INFORMATION SHOWN:
□ □ □ □

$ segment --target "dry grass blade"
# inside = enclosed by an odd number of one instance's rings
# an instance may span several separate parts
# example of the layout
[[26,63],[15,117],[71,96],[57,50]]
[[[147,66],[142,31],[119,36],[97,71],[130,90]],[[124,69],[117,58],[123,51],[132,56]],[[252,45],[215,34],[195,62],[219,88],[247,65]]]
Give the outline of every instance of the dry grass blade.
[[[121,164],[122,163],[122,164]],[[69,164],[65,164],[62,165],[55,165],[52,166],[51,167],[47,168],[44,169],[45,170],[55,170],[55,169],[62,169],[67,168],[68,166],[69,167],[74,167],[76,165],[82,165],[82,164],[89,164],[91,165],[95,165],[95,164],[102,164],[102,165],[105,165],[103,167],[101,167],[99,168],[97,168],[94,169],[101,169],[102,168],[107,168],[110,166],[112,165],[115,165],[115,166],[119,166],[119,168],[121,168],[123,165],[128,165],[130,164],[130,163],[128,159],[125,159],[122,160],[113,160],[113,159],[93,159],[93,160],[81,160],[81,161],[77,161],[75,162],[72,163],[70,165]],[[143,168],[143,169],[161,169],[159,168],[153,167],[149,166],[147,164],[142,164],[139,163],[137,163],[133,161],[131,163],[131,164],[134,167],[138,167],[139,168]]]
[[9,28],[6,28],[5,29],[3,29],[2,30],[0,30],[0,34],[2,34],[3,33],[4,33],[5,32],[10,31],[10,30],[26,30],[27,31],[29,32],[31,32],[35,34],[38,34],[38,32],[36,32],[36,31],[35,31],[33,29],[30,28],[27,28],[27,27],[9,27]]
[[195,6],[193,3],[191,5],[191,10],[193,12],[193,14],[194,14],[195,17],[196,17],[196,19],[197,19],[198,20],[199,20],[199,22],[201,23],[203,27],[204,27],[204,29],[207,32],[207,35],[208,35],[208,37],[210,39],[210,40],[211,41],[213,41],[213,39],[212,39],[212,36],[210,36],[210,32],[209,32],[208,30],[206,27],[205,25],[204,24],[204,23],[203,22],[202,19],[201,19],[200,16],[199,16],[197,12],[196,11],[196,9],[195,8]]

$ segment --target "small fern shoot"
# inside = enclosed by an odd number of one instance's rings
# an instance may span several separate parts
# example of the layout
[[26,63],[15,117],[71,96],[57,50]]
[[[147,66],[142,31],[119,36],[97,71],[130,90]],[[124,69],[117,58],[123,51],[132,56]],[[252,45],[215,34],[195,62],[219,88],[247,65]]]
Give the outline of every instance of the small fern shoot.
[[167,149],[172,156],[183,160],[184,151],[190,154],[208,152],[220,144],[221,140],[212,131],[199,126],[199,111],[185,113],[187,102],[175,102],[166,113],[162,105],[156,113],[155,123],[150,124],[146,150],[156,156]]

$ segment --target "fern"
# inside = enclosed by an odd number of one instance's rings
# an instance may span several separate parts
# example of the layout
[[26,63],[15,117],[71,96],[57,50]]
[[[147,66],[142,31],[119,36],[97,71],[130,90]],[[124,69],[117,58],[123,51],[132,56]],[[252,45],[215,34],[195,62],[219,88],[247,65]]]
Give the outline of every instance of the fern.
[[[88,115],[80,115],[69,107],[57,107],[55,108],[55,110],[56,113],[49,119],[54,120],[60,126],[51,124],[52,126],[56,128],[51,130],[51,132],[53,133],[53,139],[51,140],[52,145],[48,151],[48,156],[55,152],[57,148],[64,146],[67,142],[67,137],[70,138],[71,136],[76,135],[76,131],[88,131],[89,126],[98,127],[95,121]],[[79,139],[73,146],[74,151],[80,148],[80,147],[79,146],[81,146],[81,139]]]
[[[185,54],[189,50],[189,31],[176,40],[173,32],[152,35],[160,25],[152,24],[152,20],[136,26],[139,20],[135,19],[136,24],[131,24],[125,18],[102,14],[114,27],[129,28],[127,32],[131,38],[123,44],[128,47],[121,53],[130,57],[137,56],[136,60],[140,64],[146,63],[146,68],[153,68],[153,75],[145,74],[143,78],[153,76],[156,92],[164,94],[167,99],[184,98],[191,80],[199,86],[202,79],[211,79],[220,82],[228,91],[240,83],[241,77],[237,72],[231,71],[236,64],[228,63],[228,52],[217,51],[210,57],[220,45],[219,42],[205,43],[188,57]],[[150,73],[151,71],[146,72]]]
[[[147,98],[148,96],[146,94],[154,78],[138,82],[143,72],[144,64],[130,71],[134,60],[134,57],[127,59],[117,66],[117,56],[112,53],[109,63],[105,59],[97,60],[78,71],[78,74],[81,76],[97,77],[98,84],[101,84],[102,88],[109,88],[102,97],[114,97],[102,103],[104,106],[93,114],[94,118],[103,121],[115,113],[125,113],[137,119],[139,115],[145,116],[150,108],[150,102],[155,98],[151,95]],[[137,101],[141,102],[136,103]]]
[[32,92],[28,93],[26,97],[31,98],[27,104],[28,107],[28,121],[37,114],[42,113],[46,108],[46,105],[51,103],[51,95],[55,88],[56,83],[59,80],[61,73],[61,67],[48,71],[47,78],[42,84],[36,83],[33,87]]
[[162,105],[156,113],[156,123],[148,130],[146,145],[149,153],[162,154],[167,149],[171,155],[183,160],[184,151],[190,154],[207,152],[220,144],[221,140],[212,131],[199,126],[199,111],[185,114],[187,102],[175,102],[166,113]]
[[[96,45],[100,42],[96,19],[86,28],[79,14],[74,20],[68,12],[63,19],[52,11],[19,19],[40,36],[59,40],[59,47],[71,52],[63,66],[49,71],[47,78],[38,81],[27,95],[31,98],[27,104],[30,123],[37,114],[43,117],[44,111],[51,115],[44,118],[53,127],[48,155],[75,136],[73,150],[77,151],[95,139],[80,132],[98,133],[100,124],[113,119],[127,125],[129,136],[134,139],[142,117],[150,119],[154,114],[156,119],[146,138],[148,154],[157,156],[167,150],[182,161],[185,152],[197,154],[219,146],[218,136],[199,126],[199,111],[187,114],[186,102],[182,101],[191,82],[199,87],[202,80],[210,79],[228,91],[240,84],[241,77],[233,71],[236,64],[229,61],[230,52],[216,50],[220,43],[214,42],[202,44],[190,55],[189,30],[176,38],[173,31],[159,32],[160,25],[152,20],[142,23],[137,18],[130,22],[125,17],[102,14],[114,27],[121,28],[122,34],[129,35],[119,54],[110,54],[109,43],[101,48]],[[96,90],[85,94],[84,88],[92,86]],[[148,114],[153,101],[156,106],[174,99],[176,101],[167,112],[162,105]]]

□ □ □ □

PROBLEM DESCRIPTION: Express the records from their first line through the line containing "Give the outline of every instance of the dry", both included, as a Markdown table with columns "No." and "Text", giving each line a row number and omitting blank lines.

CORRECT OUTPUT:
| No. | Text |
|---|---|
| 1 | $ segment --target "dry grass blade" |
| 2 | # inside = enclosed by an odd number of one instance's rings |
| 3 | # an instance may span several separate parts |
| 4 | # example of the layout |
| 5 | [[26,63],[15,117],[71,96],[57,50]] |
| 6 | [[[147,66],[142,31],[119,36],[97,71],[130,90]],[[124,69],[117,58],[123,51],[132,56]],[[252,45],[215,34],[195,62],[219,88],[247,65]]] |
| 7 | Give the outline of every instance of the dry grass blade. |